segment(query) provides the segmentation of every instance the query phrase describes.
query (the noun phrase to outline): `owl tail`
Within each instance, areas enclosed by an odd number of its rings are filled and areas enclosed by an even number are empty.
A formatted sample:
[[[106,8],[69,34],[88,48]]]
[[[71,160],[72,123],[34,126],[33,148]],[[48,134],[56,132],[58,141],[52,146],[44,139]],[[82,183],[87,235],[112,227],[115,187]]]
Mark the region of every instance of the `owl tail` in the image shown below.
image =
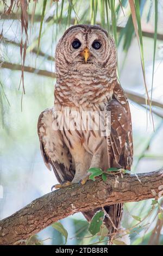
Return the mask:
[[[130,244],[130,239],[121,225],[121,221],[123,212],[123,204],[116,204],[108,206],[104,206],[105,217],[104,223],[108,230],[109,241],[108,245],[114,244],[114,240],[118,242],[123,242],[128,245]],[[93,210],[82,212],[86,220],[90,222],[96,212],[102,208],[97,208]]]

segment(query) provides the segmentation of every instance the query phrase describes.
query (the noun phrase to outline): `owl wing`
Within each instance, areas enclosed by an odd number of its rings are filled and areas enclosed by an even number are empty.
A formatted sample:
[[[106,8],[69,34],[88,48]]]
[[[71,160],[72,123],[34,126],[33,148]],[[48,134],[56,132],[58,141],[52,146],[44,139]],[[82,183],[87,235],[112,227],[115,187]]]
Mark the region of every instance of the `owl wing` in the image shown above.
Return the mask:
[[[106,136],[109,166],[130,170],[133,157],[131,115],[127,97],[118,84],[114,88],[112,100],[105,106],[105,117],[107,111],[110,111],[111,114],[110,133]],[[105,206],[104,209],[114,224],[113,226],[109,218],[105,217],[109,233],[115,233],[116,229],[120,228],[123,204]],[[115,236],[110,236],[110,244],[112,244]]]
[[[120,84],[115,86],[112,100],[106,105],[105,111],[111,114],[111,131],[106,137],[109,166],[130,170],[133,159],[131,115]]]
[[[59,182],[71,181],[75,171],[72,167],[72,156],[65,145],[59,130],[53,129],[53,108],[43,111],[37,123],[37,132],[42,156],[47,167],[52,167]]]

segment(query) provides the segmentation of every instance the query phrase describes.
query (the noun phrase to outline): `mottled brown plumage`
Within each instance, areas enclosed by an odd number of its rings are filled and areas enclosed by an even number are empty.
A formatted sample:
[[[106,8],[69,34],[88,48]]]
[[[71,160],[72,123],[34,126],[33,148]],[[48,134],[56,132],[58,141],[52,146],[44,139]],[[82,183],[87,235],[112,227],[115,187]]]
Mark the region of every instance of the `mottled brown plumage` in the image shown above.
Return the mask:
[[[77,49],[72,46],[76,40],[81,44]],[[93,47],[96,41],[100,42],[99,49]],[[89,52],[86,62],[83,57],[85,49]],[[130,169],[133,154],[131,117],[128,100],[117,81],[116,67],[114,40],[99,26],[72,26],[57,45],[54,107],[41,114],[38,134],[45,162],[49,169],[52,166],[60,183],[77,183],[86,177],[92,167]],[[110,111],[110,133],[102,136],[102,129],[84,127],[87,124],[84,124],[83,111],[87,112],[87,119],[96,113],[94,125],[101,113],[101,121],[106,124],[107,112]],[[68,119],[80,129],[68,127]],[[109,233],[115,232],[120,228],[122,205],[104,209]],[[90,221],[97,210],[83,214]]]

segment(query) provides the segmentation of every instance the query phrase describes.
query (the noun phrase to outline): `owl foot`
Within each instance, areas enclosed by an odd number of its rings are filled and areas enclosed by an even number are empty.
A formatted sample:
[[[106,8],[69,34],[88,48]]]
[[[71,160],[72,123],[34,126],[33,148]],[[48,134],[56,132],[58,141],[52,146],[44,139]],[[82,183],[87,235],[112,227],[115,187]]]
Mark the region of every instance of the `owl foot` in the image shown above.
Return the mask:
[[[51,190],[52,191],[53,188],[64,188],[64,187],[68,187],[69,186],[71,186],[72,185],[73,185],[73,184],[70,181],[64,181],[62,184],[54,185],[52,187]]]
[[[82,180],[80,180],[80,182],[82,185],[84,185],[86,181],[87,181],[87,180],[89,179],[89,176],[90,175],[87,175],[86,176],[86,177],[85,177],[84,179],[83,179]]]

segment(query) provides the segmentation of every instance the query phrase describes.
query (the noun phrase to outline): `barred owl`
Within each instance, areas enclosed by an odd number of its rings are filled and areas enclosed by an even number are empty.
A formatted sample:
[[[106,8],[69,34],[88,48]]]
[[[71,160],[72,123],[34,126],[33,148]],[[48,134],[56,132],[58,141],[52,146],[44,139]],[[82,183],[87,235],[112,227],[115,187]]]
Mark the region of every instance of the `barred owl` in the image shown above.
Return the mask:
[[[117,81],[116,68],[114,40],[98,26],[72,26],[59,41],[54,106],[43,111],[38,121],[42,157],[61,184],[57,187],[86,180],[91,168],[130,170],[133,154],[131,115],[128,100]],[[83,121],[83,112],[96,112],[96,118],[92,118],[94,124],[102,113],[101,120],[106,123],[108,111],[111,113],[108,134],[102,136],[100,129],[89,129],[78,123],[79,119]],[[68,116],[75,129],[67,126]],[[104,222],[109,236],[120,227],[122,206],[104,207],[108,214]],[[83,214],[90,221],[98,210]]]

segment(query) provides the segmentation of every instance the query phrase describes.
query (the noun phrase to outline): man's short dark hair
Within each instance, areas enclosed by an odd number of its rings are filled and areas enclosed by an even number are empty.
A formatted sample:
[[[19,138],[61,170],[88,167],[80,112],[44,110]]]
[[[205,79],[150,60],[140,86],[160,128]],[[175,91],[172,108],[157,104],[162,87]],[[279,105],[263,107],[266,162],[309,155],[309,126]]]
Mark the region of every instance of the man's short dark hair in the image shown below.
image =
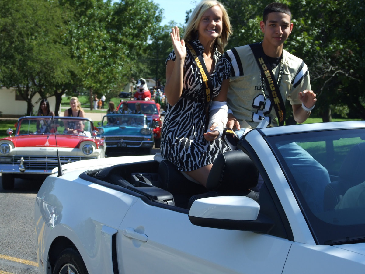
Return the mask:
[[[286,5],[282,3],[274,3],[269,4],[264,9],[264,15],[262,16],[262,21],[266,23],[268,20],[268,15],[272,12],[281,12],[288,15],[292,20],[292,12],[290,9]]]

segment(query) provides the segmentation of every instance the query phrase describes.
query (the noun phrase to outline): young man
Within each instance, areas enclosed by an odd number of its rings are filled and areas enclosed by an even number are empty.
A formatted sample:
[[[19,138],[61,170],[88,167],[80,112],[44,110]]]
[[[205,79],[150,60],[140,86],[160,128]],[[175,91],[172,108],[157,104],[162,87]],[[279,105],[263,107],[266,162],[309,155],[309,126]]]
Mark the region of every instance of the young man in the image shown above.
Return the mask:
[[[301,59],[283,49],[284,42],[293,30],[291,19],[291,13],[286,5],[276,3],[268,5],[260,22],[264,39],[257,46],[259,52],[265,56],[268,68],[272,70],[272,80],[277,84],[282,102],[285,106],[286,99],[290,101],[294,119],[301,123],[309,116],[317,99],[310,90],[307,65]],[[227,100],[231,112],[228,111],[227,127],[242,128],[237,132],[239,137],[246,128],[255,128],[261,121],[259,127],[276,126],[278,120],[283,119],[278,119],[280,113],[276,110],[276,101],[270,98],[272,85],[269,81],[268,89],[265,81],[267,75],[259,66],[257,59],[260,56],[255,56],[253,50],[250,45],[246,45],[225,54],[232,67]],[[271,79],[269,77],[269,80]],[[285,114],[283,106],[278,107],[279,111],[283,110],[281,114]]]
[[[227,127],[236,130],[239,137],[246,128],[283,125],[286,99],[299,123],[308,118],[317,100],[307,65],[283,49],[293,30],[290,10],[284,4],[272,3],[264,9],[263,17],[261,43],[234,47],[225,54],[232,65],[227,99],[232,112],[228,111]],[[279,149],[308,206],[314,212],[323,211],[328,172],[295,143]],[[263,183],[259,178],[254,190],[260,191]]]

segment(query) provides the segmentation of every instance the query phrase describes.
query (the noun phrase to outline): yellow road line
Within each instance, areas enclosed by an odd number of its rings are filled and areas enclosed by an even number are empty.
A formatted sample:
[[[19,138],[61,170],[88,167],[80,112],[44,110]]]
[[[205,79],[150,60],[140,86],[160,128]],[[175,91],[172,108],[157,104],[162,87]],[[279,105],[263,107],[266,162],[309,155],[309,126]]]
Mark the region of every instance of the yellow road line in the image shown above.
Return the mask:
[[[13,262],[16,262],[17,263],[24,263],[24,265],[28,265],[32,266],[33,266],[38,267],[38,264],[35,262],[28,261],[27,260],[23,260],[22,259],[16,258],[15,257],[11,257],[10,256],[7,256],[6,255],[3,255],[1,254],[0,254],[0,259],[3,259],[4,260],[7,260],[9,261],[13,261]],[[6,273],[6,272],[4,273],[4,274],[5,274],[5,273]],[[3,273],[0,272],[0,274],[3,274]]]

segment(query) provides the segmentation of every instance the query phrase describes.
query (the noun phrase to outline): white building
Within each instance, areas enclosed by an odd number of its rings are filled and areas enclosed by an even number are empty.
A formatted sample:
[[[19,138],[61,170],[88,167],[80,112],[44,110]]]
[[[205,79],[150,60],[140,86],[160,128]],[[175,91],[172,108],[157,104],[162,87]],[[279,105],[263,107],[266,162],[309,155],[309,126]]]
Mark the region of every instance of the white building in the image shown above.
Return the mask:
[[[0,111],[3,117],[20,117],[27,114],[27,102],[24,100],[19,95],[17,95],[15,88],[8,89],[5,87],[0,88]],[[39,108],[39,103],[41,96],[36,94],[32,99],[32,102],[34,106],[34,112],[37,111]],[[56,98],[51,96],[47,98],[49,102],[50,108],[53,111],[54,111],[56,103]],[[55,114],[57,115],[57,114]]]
◇ ◇ ◇ ◇ ◇
• WHAT IS BEING ASKED
Collect each line above that contains the string "building" and copy each one in full.

• RESPONSE TO THIS TASK
query (the noun phrase to outline): white building
Mark the region of every instance of the white building in the image shown above.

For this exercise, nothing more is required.